TASK TO COMPLETE:
Spot each line in the records below where the word "hair" occurs, then copy it.

Segment Start: DATA RECORDS

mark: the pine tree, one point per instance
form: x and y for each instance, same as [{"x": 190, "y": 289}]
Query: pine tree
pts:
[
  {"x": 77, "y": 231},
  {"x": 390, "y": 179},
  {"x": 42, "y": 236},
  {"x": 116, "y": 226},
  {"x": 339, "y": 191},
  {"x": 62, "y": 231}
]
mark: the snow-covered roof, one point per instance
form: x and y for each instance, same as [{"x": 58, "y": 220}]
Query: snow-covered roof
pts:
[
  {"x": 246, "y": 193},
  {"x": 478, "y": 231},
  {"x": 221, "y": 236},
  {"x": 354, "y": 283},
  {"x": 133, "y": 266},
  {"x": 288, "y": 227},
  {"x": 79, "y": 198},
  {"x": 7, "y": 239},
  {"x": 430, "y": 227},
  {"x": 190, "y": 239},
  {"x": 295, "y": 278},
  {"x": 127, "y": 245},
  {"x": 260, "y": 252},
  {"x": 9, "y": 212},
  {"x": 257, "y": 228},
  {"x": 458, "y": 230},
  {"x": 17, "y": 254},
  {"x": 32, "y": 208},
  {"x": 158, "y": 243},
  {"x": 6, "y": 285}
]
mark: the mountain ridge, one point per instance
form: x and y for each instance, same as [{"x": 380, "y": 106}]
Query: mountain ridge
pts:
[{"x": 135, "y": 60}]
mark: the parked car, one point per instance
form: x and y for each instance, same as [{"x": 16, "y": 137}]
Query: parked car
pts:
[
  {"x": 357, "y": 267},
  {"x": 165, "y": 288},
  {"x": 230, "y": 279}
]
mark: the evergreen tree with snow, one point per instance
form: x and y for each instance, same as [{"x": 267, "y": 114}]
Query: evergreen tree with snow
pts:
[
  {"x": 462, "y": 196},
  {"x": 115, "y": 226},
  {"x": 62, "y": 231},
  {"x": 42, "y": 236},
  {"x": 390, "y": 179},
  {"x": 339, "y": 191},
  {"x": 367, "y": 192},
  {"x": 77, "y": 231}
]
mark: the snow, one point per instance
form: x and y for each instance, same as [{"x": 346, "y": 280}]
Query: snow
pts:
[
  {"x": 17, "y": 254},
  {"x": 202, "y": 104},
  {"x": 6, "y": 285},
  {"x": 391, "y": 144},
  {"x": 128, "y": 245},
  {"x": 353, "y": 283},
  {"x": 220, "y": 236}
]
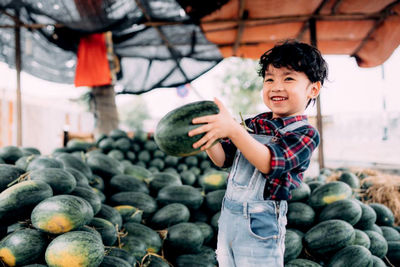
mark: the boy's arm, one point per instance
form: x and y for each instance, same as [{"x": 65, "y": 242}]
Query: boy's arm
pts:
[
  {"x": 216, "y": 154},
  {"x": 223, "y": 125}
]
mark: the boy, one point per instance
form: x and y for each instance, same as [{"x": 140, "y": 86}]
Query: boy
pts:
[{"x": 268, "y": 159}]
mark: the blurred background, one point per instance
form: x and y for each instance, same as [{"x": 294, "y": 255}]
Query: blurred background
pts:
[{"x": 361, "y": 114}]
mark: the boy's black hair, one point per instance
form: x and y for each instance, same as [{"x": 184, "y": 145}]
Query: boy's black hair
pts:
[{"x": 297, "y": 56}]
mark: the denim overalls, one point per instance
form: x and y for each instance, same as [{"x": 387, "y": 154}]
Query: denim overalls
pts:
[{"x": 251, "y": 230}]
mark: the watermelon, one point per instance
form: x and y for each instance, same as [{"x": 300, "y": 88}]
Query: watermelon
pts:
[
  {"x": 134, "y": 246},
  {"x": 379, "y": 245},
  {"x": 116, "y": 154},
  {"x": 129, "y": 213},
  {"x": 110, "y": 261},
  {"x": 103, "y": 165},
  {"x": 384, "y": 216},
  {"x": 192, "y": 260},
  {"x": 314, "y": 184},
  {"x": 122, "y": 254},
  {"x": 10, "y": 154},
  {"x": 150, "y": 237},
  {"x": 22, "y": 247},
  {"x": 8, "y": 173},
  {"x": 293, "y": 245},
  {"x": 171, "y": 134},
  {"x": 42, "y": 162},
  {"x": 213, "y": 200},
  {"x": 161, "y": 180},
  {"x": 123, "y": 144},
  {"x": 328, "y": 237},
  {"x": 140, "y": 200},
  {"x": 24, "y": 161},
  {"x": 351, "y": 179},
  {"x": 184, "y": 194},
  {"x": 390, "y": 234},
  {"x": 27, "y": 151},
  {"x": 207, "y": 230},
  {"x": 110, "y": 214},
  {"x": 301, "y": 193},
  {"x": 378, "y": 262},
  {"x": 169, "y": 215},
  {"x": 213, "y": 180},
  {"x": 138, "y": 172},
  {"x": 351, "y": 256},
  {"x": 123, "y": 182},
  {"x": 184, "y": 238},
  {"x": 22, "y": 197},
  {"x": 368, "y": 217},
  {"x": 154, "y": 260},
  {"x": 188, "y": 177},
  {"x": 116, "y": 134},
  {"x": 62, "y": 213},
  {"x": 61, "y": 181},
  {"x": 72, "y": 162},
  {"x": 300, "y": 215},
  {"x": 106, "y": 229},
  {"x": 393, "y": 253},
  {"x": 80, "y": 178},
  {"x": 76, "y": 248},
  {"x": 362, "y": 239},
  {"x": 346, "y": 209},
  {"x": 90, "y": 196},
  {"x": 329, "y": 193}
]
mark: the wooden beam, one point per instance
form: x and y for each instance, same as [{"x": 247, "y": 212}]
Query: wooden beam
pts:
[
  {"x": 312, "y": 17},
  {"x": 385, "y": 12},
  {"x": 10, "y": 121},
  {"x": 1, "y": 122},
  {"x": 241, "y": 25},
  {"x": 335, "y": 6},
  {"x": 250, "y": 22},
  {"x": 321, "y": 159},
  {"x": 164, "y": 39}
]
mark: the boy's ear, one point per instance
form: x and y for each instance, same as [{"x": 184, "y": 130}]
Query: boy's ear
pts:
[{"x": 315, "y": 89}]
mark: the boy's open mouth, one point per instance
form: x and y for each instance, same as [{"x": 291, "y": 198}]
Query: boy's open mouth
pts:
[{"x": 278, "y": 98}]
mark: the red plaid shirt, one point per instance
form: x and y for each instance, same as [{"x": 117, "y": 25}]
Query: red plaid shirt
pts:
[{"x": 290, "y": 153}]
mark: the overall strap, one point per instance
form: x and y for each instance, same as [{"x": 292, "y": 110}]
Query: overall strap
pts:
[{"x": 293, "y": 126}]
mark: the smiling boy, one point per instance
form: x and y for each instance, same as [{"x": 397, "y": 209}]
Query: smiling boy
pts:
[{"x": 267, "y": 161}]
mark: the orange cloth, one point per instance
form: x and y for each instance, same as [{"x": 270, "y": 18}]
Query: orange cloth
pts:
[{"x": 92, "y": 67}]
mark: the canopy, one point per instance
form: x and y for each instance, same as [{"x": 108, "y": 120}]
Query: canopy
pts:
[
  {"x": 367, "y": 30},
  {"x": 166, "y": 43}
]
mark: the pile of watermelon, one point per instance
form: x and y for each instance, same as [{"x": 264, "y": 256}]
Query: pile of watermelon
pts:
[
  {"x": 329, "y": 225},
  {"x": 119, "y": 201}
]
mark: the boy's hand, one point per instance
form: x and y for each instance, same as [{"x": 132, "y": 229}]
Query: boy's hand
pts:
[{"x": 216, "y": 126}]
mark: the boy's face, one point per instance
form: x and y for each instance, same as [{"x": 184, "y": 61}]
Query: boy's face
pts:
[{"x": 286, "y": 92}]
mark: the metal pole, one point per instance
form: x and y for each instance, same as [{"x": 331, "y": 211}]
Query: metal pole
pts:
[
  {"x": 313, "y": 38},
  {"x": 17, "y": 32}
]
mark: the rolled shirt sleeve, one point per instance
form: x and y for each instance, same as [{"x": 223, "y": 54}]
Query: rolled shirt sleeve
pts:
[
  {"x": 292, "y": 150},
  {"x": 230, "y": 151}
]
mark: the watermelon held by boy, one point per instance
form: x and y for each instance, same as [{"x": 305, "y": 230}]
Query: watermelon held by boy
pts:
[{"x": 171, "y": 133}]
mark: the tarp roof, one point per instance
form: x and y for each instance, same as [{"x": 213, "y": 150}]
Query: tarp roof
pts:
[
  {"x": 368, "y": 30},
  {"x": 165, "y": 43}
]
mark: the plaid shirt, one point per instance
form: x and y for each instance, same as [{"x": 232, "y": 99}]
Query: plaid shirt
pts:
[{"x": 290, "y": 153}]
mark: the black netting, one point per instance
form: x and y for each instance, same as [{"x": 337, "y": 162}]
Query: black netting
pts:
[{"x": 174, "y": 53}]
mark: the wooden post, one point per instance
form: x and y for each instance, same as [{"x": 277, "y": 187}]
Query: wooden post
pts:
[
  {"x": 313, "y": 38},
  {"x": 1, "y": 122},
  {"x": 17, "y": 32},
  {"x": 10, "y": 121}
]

Segment End: DATA RECORDS

OUTPUT FOR THIS TASK:
mark: the boy's black hair, one point per instance
Query: boy's black hair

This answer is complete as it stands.